Aim of the task |
Find the line containing "For each instance of the street curb, set". Reproduce it and every line after it up to the end of the records, exactly as written.

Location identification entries
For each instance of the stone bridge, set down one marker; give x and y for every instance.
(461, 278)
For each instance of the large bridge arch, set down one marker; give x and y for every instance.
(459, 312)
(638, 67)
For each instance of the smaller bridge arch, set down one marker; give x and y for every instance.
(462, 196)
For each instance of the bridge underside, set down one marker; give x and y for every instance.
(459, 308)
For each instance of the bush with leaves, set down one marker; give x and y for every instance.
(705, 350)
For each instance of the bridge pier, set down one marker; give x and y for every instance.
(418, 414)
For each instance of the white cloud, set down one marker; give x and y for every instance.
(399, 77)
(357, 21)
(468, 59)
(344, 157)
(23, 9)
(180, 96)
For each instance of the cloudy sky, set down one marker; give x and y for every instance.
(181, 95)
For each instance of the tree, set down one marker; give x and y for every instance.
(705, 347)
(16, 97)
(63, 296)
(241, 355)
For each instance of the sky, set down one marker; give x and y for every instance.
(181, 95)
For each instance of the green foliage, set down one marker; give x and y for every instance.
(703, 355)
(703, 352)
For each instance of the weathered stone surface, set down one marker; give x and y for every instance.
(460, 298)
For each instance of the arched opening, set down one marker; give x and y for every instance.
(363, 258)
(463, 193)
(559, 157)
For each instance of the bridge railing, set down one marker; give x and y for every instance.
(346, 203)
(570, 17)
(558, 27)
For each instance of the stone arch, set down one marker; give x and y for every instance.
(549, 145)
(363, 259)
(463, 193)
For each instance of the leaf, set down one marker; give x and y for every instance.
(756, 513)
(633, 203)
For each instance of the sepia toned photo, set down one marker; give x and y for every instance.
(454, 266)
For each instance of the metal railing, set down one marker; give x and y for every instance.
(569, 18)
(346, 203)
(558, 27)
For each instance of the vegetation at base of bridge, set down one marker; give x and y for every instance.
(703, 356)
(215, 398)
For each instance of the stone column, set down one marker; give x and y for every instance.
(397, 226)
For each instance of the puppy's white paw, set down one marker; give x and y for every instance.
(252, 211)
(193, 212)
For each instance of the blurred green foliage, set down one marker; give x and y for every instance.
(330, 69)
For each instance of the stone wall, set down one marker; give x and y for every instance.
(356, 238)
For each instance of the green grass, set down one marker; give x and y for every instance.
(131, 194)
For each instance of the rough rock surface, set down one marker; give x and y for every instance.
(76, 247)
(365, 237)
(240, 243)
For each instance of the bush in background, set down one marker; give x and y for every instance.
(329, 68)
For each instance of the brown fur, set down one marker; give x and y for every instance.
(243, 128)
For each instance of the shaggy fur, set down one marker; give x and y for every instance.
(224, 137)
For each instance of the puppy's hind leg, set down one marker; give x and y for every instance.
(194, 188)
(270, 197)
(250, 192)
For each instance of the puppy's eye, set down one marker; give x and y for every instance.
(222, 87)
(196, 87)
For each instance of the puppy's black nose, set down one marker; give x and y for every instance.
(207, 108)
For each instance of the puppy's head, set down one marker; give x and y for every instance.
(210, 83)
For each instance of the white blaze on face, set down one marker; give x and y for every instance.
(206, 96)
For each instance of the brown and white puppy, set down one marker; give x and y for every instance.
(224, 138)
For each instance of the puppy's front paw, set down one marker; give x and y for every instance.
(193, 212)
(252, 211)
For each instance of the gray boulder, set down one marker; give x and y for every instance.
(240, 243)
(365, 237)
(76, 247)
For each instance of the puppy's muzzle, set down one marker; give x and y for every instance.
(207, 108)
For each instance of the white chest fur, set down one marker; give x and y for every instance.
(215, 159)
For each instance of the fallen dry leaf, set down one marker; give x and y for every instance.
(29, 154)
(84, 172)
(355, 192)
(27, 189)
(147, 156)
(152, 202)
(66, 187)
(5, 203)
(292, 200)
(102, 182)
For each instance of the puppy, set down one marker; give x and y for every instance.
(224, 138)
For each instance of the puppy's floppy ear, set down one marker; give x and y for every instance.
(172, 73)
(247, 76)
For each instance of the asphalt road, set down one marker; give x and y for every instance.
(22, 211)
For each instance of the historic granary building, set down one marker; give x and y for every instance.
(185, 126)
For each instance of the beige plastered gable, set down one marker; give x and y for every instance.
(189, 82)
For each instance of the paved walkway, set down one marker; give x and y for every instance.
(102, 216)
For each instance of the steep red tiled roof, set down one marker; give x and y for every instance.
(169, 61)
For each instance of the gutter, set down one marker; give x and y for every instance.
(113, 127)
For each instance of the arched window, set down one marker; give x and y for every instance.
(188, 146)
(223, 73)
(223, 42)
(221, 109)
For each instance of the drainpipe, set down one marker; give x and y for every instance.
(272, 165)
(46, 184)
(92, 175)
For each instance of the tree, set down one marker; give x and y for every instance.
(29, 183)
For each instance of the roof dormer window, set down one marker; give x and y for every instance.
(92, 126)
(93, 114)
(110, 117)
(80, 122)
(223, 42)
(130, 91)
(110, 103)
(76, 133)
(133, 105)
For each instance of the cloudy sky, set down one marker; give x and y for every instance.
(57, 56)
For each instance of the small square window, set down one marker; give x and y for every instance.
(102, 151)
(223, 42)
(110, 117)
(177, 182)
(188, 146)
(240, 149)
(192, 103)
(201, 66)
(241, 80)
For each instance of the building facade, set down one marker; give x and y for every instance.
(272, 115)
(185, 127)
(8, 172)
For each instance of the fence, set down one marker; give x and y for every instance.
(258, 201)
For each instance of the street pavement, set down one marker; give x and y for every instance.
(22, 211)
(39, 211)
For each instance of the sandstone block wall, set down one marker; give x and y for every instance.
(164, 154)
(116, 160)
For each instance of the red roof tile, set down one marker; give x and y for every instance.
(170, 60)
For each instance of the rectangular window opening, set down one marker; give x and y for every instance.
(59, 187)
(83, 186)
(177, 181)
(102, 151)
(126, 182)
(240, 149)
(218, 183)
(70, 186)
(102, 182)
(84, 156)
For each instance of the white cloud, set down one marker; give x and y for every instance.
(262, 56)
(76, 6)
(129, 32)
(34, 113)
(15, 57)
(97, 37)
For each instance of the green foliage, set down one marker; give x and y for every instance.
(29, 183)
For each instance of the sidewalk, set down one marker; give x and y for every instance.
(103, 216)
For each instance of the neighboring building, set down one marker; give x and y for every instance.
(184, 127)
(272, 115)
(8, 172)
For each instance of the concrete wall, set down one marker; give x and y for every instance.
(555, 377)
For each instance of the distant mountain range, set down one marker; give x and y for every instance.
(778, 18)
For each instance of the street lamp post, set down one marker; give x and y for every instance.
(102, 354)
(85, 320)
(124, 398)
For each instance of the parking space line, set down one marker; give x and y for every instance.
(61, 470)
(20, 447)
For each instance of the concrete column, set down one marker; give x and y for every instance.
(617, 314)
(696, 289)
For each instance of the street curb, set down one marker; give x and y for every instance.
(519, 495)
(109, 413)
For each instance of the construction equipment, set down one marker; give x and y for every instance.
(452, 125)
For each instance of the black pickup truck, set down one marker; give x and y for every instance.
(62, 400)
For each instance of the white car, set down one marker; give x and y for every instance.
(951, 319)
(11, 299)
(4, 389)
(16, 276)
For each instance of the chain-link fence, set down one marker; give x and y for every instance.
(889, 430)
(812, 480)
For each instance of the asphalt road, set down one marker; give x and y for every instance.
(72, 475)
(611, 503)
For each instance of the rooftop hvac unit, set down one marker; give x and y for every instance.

Result of this task |
For each instance of the street curb, set down one marker; give x and y for every instance.
(519, 495)
(109, 413)
For each instance of the construction equipment, set down one marker; give x and y for every instance.
(452, 125)
For each instance of the black pickup truck, set down one marker; give x and y for every instance.
(62, 400)
For each instance of the white car, set down one marker; give x and y for every instance.
(951, 319)
(11, 299)
(4, 389)
(16, 276)
For each instance of the chain-link fence, set down one marker; give x and y for every instance.
(889, 430)
(812, 480)
For each instance of the asphalt road, set down one marker; give x and y for every instance.
(72, 475)
(611, 503)
For each instance of the rooftop hvac unit, set down one marker; give x and y for every instance.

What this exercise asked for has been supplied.